## START Data to use

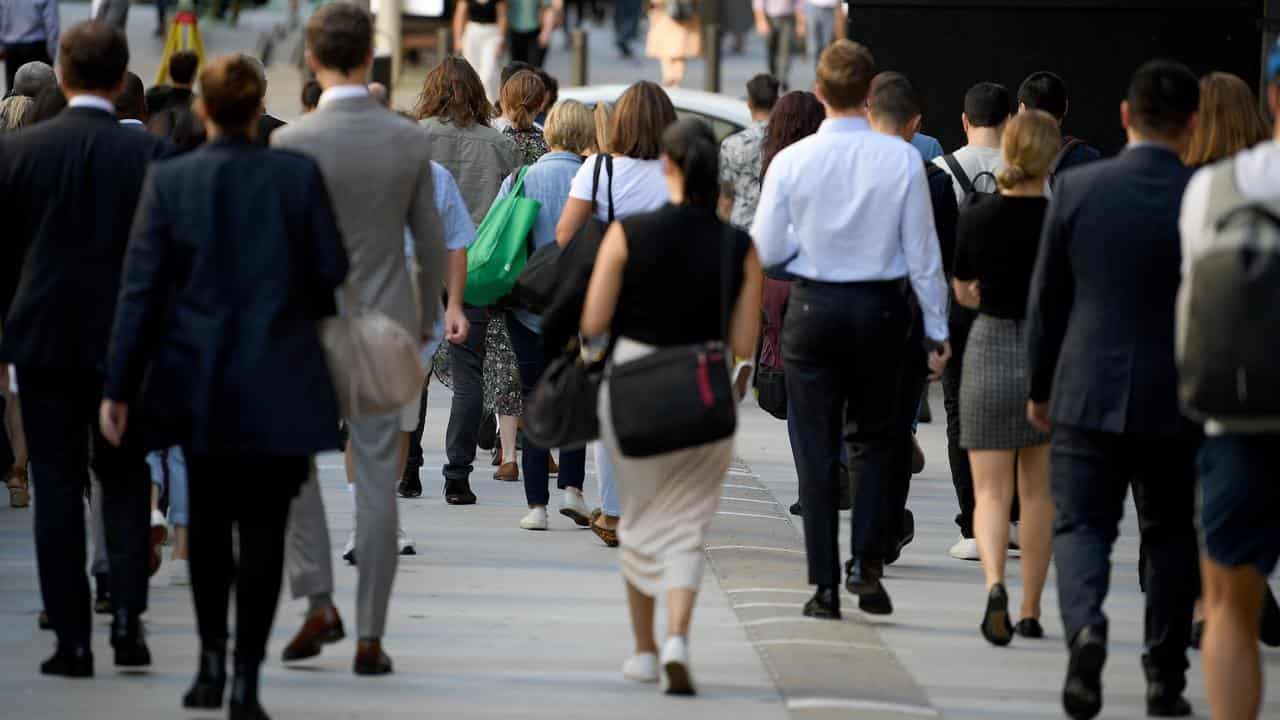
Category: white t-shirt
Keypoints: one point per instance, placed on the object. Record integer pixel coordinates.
(639, 186)
(974, 160)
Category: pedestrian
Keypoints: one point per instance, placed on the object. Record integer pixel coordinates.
(668, 500)
(277, 282)
(58, 315)
(1229, 121)
(972, 169)
(28, 33)
(675, 37)
(848, 213)
(996, 249)
(571, 136)
(778, 22)
(740, 154)
(636, 183)
(1100, 337)
(1238, 460)
(522, 99)
(480, 32)
(456, 114)
(375, 167)
(1047, 91)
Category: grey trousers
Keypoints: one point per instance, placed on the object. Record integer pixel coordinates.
(375, 454)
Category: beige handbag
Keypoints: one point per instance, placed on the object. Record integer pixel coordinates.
(373, 361)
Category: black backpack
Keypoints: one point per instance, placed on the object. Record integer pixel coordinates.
(970, 186)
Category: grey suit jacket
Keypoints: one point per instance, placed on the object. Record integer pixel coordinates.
(376, 168)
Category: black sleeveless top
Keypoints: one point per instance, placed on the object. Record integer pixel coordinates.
(672, 288)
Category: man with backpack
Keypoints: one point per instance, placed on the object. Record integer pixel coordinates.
(1047, 91)
(1228, 378)
(986, 113)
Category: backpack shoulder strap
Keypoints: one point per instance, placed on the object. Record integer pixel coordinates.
(958, 172)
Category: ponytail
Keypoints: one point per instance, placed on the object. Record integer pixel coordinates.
(690, 144)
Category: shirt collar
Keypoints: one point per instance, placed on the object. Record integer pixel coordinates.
(342, 92)
(845, 124)
(92, 101)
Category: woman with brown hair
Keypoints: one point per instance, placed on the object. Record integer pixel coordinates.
(997, 240)
(240, 295)
(1229, 121)
(631, 182)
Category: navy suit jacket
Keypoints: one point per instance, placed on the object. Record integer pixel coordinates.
(68, 190)
(234, 259)
(1100, 323)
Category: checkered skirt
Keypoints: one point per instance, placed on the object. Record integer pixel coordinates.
(995, 386)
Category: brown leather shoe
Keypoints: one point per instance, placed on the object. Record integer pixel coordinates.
(370, 659)
(319, 629)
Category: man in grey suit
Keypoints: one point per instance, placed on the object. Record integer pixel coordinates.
(378, 171)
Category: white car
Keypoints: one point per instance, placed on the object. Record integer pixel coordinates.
(725, 114)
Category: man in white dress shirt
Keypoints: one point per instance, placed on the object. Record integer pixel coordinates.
(863, 237)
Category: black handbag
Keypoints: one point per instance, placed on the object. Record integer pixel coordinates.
(574, 267)
(562, 409)
(676, 397)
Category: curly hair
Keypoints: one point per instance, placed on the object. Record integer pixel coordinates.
(452, 92)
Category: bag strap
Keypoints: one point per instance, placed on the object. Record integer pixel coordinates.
(958, 173)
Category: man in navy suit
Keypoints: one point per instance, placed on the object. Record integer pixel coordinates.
(1101, 347)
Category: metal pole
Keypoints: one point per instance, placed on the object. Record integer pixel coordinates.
(712, 57)
(577, 58)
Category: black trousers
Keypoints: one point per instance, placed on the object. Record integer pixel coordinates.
(59, 410)
(21, 54)
(467, 409)
(251, 492)
(525, 48)
(842, 346)
(1089, 472)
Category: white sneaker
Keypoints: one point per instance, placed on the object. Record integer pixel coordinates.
(676, 678)
(348, 551)
(405, 543)
(964, 548)
(574, 507)
(641, 668)
(179, 573)
(535, 520)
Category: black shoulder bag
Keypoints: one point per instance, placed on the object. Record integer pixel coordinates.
(677, 397)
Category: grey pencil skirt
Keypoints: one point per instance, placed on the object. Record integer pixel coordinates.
(995, 386)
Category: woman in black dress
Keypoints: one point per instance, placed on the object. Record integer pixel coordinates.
(996, 245)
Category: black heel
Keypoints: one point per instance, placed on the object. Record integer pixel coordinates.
(995, 624)
(243, 703)
(206, 691)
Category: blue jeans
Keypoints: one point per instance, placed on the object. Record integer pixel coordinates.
(534, 460)
(169, 468)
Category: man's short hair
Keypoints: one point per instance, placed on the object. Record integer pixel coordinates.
(762, 91)
(1043, 91)
(895, 100)
(987, 105)
(183, 65)
(132, 101)
(341, 36)
(94, 57)
(845, 72)
(1162, 96)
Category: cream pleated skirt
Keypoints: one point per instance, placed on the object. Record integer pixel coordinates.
(667, 501)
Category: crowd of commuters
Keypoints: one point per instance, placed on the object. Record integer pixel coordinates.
(176, 363)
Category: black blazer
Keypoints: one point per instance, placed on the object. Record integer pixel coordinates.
(234, 259)
(68, 190)
(1100, 323)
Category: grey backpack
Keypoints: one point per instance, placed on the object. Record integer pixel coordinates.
(1229, 311)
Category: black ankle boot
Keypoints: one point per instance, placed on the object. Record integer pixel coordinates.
(131, 650)
(243, 702)
(206, 691)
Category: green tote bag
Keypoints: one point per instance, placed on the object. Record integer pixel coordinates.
(502, 246)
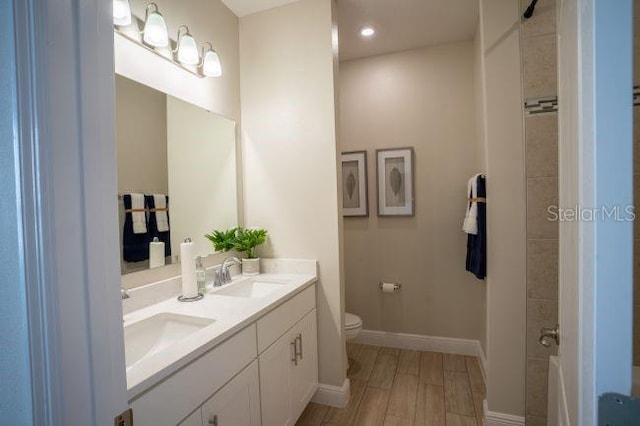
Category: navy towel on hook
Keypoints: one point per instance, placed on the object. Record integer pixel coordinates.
(477, 243)
(135, 247)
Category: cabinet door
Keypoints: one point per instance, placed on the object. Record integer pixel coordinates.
(237, 403)
(305, 374)
(276, 369)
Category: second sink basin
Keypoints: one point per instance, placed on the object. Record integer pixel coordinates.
(154, 334)
(251, 289)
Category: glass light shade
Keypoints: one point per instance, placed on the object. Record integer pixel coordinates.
(211, 66)
(121, 12)
(188, 50)
(155, 30)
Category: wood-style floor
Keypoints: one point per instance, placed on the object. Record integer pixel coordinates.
(394, 387)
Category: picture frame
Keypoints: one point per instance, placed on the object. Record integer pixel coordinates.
(395, 181)
(355, 200)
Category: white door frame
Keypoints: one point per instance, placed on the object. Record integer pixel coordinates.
(67, 172)
(596, 171)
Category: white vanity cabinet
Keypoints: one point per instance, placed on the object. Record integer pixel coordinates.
(264, 374)
(236, 404)
(289, 366)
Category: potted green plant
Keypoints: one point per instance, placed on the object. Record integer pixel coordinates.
(247, 241)
(223, 240)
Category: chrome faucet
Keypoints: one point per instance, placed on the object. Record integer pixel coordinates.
(222, 275)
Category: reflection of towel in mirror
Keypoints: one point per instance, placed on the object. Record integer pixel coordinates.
(162, 218)
(135, 247)
(164, 236)
(138, 216)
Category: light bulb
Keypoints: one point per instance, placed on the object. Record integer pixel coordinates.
(211, 66)
(121, 12)
(367, 31)
(155, 28)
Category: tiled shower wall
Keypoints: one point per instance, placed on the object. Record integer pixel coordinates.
(540, 87)
(636, 181)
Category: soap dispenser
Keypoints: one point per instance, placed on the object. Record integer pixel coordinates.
(201, 275)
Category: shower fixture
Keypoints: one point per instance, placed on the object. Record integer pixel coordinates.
(529, 12)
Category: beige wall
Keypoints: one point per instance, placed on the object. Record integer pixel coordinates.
(289, 149)
(481, 141)
(141, 138)
(506, 224)
(202, 174)
(422, 98)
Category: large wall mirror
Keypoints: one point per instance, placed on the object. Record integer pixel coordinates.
(176, 172)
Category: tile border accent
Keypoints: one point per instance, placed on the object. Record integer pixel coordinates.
(334, 396)
(493, 418)
(546, 105)
(449, 345)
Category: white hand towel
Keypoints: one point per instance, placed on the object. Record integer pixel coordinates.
(138, 216)
(470, 225)
(160, 201)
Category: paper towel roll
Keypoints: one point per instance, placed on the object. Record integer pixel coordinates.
(188, 266)
(156, 253)
(388, 287)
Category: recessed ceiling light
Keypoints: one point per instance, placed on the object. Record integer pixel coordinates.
(367, 31)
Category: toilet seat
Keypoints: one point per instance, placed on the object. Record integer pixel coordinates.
(351, 321)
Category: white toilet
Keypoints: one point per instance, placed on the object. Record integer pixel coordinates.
(352, 326)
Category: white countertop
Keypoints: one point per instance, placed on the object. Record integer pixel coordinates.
(231, 314)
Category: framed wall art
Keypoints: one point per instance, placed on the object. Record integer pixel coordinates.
(354, 184)
(395, 178)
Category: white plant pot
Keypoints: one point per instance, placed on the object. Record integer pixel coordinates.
(250, 266)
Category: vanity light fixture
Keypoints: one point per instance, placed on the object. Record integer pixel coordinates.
(154, 37)
(187, 48)
(155, 28)
(121, 12)
(367, 31)
(211, 66)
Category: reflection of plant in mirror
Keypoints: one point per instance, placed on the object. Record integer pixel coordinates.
(223, 240)
(247, 240)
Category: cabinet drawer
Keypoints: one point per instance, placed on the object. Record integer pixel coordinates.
(174, 398)
(277, 322)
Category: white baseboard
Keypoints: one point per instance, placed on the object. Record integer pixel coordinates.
(492, 418)
(419, 342)
(334, 396)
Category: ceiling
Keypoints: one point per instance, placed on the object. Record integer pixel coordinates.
(399, 24)
(247, 7)
(403, 24)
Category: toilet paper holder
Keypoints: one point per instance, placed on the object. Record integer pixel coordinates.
(396, 286)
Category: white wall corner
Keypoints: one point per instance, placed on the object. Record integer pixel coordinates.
(492, 418)
(483, 362)
(334, 396)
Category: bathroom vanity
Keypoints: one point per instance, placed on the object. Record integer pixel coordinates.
(244, 355)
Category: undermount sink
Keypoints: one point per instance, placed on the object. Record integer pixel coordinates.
(154, 334)
(252, 289)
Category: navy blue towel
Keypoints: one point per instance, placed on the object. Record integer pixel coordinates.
(135, 247)
(477, 244)
(165, 237)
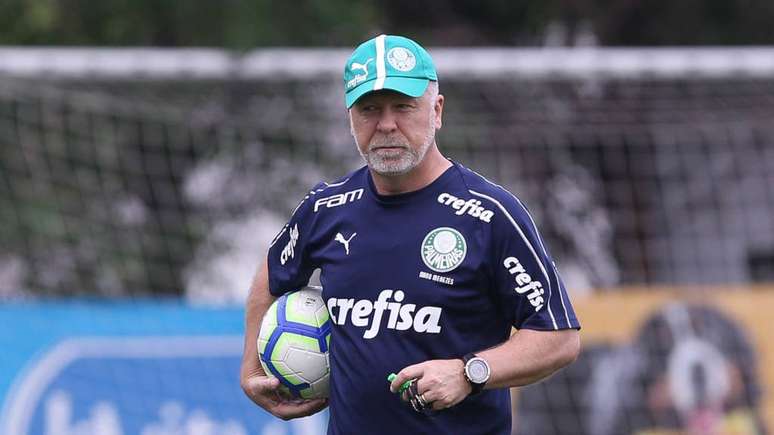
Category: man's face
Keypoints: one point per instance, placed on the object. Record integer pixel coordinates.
(394, 131)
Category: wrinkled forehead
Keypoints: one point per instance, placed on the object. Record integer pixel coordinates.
(385, 96)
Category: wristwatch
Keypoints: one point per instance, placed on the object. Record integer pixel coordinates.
(477, 371)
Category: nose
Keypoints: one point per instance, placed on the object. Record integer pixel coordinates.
(387, 122)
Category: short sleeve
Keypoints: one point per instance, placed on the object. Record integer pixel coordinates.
(526, 280)
(288, 257)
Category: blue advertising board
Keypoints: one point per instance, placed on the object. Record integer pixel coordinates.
(149, 368)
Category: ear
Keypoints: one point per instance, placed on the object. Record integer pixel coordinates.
(438, 108)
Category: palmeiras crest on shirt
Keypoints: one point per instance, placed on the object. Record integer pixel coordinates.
(401, 59)
(443, 249)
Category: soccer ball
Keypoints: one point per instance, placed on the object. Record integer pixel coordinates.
(293, 343)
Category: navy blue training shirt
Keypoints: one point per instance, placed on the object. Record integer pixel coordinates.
(431, 274)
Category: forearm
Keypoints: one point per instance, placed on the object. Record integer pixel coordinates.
(258, 302)
(529, 356)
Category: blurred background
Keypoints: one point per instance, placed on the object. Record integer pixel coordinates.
(150, 150)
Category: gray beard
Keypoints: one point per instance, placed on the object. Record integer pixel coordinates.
(397, 162)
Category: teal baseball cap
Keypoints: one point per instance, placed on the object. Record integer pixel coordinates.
(388, 62)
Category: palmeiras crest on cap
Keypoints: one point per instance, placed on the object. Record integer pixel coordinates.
(388, 62)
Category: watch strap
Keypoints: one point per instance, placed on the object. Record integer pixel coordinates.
(477, 388)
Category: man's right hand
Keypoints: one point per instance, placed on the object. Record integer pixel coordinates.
(265, 392)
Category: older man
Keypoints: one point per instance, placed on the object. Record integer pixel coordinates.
(426, 266)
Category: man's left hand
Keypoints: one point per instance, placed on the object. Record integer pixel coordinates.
(441, 383)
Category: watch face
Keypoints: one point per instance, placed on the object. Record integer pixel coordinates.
(478, 370)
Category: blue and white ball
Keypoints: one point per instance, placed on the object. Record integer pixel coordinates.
(293, 343)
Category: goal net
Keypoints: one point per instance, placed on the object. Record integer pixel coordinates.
(156, 172)
(137, 173)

## END Data to use

Given request: Recast everything in the entries from the line containing "Category: woman in black dress" down to the line containing "(1229, 311)", both included, as a JSON list of strings, one string per line and blank lines omitted.

Response to this task:
[
  "Category: woman in black dress",
  "Keypoints: one point per instance, placed on the object. Record integer pixel coordinates.",
  "(996, 245)",
  "Category: black heel",
  "Keypoints: one point per instance, placed on the object. Record integer pixel coordinates.",
  "(995, 624)",
  "(243, 703)",
  "(206, 691)",
  "Category: blue jeans",
  "Keypoints: one point per instance, placed on the object. Record integer pixel coordinates.",
  "(534, 460)",
  "(169, 468)",
  "Category: man's short hair",
  "Keypoints: one point per instance, placed on the object. Record integer pixel coordinates.",
  "(762, 91)",
  "(1043, 91)",
  "(895, 100)",
  "(987, 105)",
  "(183, 65)",
  "(132, 101)",
  "(341, 36)",
  "(94, 57)",
  "(845, 72)",
  "(1162, 96)",
  "Category: cream pleated skirt",
  "Keypoints: one point per instance, placed on the object. Record integer pixel coordinates.",
  "(667, 501)",
  "Category: crowd of commuters",
  "Keypoints: one point per instance, placed on the object. Record integer pixel coordinates.",
  "(176, 363)",
  "Category: black blazer",
  "Keypoints: one point per instance, placed on the object. Record integer pixel coordinates.",
  "(234, 259)",
  "(68, 190)",
  "(1100, 323)",
  "Category: grey backpack",
  "Keypoints: one point per instance, placed on the object. Record integer pixel coordinates.",
  "(1229, 311)"
]